Find every line below that contains the string "pixel" and copy each of those lines in full.

Stored data entries
==============================
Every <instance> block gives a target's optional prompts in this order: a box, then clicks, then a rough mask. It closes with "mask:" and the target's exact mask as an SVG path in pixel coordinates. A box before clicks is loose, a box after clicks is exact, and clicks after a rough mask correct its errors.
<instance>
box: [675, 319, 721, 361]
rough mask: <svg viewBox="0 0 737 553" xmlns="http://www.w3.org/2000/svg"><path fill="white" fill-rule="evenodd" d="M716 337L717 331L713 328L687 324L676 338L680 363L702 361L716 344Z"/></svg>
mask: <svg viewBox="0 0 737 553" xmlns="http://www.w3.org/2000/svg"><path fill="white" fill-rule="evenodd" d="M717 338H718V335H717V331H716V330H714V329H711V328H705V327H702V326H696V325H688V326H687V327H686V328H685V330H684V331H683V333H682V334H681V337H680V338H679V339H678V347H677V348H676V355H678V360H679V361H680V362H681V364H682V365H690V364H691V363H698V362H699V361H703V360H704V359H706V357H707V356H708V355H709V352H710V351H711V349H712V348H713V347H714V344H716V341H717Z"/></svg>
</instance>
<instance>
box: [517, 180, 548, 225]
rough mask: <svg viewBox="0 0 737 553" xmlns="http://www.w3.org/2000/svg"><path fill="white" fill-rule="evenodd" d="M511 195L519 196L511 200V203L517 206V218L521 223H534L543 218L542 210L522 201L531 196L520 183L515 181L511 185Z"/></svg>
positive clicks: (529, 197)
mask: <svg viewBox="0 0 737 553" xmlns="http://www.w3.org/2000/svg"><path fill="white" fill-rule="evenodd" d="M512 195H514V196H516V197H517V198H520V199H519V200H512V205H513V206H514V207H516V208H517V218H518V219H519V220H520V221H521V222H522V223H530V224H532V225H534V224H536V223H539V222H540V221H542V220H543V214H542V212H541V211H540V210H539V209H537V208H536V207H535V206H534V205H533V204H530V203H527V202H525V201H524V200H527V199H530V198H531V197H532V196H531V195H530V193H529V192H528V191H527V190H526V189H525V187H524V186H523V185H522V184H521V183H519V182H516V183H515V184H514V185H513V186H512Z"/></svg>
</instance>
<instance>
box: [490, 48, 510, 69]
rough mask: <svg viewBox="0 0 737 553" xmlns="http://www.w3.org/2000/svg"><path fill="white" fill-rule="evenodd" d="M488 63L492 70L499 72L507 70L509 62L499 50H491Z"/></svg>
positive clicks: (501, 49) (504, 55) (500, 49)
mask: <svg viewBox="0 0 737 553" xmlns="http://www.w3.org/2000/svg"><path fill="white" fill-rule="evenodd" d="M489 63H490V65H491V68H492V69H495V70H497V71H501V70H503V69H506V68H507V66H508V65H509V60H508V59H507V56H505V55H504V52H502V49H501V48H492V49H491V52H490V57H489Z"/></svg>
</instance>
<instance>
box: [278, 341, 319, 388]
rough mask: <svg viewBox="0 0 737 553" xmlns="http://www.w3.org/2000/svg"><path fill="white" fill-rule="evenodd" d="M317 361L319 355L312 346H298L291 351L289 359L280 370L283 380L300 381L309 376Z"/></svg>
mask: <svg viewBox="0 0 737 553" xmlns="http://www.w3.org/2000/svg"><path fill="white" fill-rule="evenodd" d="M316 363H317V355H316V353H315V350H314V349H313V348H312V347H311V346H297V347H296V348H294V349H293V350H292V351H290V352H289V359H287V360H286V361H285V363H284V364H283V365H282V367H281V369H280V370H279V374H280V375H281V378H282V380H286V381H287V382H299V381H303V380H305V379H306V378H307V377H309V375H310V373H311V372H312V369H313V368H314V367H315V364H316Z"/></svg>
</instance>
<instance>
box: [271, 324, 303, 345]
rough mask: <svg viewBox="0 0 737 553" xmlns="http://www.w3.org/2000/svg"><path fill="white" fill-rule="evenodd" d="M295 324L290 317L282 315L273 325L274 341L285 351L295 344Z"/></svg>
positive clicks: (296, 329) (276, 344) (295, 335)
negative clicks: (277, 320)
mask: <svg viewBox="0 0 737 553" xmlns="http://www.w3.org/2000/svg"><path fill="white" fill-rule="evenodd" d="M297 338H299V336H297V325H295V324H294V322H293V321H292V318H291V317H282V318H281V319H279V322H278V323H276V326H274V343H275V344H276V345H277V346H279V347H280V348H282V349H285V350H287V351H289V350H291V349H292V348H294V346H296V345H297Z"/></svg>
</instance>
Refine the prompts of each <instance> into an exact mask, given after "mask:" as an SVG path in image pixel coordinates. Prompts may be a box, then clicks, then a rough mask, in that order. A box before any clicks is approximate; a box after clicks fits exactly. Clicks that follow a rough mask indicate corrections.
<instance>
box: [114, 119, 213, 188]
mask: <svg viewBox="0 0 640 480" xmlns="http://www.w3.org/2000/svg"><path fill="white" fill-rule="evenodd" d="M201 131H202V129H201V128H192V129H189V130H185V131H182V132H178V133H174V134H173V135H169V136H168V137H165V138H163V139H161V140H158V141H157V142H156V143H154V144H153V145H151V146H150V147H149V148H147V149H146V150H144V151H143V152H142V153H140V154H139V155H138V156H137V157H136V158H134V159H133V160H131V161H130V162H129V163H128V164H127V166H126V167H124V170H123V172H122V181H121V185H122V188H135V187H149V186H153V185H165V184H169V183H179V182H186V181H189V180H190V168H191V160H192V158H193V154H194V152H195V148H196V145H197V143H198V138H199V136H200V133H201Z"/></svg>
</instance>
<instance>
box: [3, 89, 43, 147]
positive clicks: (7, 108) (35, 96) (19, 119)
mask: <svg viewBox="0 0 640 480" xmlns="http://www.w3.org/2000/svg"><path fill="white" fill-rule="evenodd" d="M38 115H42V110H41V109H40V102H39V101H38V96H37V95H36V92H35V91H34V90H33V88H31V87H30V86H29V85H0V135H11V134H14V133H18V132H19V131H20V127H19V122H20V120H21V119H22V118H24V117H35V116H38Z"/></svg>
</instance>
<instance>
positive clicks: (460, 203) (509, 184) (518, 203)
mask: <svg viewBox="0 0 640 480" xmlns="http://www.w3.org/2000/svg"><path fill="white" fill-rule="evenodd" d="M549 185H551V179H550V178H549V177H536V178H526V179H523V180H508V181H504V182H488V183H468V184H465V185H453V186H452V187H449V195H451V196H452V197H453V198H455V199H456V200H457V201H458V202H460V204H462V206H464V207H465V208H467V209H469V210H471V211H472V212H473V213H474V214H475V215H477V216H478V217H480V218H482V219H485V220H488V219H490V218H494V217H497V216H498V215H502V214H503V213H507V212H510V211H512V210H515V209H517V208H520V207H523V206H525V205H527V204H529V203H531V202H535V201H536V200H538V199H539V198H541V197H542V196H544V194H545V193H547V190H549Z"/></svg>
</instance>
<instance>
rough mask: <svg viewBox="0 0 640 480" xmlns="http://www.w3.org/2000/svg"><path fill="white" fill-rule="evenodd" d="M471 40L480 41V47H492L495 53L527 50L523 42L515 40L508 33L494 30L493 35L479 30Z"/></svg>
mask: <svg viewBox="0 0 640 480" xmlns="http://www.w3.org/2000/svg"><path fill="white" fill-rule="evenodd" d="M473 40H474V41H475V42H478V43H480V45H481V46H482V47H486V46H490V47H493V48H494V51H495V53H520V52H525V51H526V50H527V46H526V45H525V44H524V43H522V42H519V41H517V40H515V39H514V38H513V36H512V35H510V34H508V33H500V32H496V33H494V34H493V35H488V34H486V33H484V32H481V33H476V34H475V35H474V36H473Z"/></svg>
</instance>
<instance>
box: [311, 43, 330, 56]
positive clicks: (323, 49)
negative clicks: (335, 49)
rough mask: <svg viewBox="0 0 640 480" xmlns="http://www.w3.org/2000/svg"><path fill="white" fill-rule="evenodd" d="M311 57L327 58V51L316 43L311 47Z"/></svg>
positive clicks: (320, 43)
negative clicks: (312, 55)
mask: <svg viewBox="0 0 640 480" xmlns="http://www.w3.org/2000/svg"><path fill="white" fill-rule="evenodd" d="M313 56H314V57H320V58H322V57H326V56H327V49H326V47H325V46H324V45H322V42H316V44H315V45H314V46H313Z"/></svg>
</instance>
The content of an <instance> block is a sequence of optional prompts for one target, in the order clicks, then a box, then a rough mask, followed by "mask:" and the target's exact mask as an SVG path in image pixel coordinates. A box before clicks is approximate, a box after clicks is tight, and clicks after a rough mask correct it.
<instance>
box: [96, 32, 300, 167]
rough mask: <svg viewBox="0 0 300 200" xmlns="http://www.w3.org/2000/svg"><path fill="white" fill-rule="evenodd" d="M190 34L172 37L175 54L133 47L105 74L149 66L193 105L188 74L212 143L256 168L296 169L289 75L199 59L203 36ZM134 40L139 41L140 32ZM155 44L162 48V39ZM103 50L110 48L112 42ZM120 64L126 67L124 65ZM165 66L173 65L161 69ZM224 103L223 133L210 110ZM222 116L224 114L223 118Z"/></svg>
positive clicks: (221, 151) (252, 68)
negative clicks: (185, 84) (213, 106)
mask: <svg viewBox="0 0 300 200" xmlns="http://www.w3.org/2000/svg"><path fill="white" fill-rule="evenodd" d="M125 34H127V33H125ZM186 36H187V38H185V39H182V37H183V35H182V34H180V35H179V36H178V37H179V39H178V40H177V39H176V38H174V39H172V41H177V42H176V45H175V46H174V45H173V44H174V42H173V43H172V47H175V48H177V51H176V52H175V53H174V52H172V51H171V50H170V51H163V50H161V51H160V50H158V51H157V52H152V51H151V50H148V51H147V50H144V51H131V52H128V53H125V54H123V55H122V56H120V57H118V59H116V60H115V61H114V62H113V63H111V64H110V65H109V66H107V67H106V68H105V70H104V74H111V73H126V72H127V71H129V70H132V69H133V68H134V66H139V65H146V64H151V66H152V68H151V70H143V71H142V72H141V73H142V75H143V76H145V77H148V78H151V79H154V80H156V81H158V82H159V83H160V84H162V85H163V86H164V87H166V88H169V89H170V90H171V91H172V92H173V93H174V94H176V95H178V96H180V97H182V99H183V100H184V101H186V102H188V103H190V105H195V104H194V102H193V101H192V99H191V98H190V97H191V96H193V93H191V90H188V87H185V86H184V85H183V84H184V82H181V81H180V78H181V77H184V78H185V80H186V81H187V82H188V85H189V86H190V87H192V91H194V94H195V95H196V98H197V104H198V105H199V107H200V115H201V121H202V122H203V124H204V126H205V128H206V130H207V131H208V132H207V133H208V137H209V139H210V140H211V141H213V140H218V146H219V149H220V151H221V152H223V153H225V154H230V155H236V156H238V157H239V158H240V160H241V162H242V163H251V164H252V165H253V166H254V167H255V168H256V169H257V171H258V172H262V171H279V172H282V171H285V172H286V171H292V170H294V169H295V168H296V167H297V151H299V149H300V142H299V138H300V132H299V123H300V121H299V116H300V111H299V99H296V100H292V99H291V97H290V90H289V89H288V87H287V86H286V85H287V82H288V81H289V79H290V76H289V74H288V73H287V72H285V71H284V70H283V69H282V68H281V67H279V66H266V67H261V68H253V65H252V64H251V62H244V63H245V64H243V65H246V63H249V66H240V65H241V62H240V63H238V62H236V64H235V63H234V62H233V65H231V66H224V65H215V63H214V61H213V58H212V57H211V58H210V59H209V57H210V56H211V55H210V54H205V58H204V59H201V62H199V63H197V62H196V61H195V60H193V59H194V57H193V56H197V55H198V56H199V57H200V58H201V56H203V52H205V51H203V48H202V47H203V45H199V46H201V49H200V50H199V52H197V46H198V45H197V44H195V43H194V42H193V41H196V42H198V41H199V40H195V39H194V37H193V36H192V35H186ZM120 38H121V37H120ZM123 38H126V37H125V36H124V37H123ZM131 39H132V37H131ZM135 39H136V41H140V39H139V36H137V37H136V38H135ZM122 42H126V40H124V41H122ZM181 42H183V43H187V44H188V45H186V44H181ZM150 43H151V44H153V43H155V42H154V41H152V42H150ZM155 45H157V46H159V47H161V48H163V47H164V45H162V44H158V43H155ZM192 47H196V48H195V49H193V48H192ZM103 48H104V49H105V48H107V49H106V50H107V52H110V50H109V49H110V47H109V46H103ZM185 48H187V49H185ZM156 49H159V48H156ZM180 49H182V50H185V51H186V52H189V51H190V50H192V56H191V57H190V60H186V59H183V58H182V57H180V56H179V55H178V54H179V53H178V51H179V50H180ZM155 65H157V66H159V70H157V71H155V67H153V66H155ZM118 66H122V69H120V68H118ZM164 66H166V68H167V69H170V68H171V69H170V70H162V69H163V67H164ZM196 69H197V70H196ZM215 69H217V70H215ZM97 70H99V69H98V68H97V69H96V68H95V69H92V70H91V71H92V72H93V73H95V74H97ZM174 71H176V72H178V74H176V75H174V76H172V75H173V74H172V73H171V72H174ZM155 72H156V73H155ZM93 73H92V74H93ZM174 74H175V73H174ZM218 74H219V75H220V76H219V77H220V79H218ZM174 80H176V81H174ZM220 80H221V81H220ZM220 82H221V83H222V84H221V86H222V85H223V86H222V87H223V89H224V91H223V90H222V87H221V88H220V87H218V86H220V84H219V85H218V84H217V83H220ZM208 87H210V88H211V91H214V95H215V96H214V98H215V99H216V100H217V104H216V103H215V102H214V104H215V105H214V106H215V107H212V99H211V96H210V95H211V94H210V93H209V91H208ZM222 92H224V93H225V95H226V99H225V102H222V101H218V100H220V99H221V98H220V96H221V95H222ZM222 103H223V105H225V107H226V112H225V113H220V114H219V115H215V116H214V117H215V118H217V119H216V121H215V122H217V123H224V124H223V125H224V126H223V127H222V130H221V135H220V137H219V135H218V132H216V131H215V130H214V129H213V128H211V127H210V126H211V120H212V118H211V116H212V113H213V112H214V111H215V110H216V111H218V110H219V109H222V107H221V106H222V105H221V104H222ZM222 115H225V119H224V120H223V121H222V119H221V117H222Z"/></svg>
==============================
_Solution below_.
Every <instance> block gives a target's optional prompts in this order: a box, then clicks, then a rough mask. It closes with "mask:" and the target's exact mask as an SVG path in pixel coordinates. A box before clicks is loose, a box after clicks is exact, and clicks after a rough mask correct its errors.
Refine the prompts of each <instance> into an exact mask, given after "mask:" as an SVG path in image pixel coordinates. Prompts may be a box, then clicks, then a rough mask, in that order. A box before any clicks is approximate; a box after clicks fits exactly. Clicks that follow a rough mask indicate corrections.
The content of an <instance> block is a sequence of optional prompts for one target, in the order clicks, then a box, then a rough mask, followed by "mask:" and the target's exact mask as an SVG path in image pixel coordinates. A box before clicks is approximate, a box after clicks is tight, and clicks after a rough mask correct it.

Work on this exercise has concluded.